■ **記述課題 1**: 文章生成AIをめぐる本文について、次の(a)〜(c)が本文の内容と一致するかどうかを「はい」か「いいえ」で答え、判断の根拠となる本文の語句をそのまま引用してください。(a) 筆者は文章生成AIを使ったことがない。(b) AIで作文を書いた生徒は、AIチェッカーによって見抜かれた。(c) 筆者は文章生成AIの存在に賛成する立場である。

####

文責(文章生成AIに対する持論)
先に言っておくが、私は文章生成AIの存在に強く反対する立場である。この回は文章生成AIについて語ったものであるが、私自身は文章生成AIを使ったことがない。未使用の状態、エアプだ。一度も食べたことのない食べ物、たとえばクサヤとかシュールストレミングとか、そういうものについて『あんなものは食べ物じゃない』と語るようなものである。事前に一度くらい触ってから書こうかと思いはしたが、やめた。一度も触れないでいる己が誇らしかろう、という薄っぺらいプライドがあったことと、万一面白いと感じてしまったらどうしよう、という懸念があったことは素直に認めておく。
夏休みの終わり頃。毎年この時期になると、宿題が終わっていない子供たちが額を集めて、
「あのワーク全部終わった?」
「無理無理。もう答え写す」
などと言い合うのがお約束である。
そこに今年はAIが絡んできたのだった。
「作文さ、AIに書かせたらやっぱバレるかな」
「この間バレて摘発されたやつ、うちの学校にいたよ」
「え、なんでバレたん? AIチェッカーとか使ってるってこと?」
「いや、先生が『お前にこんな作文が書けるわけないだろ』って言いながら連れていった」
「えー。え、先生、そういうのってわかるもんなの?」
そりゃわかるよ、と私。
「初見だったら無理だけど、普段見てる子の作文ならね。絶対に選ばない語彙とか言い回しとか、だいたいわかるもんだよ」
「マジかー。じゃあ駄目か」
「そんなもんに頼るなって話さ。自分で書け、自分で」
「でもさー」
「ていうかアレだね、こんな作文書けるわけないだろ、でAI使ったのバレるの、けっこう屈辱的じゃない?」
「でも実際書けないもん」
「書かないからだろ。これ逆にさ、夏の間にお前らがめちゃくちゃ頑張って、自力で素晴らしい作文書いて提出してさ、先生に逆襲できるんじゃない?」

####

■ **記述課題 2**: 記録のうち、「Query: circular watermark logo」を含む行から始まり「M251 180L242 190L245」を含む行で終わる範囲の各行を、1行につき1つの文字列とするJSONリストに書き換えてください。その際、空行は除いてください。

####

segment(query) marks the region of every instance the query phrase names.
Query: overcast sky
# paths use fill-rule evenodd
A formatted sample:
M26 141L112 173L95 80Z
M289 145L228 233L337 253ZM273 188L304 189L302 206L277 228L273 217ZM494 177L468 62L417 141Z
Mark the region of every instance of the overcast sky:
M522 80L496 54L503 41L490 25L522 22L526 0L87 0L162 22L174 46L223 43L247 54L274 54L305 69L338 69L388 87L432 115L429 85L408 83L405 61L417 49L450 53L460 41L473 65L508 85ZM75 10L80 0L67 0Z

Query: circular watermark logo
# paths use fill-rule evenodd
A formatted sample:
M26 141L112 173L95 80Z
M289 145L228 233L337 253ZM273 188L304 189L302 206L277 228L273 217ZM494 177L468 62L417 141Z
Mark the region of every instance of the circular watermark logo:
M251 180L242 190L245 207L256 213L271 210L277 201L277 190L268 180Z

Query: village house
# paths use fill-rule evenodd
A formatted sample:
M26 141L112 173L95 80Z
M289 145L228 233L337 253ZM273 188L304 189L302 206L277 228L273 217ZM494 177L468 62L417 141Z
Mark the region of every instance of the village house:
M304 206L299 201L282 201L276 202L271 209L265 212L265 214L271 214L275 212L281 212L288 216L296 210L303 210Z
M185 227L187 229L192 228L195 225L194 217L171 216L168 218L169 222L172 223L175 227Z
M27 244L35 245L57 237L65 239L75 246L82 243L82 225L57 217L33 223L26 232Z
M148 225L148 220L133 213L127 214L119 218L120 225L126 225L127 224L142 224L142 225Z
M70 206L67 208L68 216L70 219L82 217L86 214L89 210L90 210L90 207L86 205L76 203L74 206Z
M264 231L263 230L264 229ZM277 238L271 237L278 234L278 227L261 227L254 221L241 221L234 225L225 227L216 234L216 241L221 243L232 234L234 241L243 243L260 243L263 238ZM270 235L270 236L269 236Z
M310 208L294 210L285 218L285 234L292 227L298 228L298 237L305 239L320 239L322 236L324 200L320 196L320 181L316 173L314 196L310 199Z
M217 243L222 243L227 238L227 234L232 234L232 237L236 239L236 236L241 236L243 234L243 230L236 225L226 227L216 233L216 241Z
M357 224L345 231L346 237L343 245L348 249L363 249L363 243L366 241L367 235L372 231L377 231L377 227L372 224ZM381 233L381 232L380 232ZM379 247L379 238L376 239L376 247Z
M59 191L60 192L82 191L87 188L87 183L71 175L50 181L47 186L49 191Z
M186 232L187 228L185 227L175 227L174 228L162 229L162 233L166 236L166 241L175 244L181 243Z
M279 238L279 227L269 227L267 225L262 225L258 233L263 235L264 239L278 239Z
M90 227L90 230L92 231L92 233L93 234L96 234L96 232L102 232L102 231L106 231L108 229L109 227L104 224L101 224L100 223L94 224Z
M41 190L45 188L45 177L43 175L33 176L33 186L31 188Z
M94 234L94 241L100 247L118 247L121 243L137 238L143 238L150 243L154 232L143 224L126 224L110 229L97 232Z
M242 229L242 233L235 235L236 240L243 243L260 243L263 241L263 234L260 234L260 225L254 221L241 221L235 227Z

####

■ **課題の解答 1**:
(a) はい。「私自身は文章生成AIを使ったことがない」
(b) いいえ。「いや、先生が『お前にこんな作文が書けるわけないだろ』って言いながら連れていった」
(c) いいえ。「私は文章生成AIの存在に強く反対する立場である」

■ **課題の解答 2**:
[
  "Query: circular watermark logo",
  "# paths use fill-rule evenodd",
  "A formatted sample:",
  "M26 141L112 173L95 80Z",
  "M289 145L228 233L337 253ZM273 188L304 189L302 206L277 228L273 217ZM494 177L468 62L417 141Z",
  "Mark the region of every instance of the circular watermark logo:",
  "M251 180L242 190L245 207L256 213L271 210L277 201L277 190L268 180Z"
]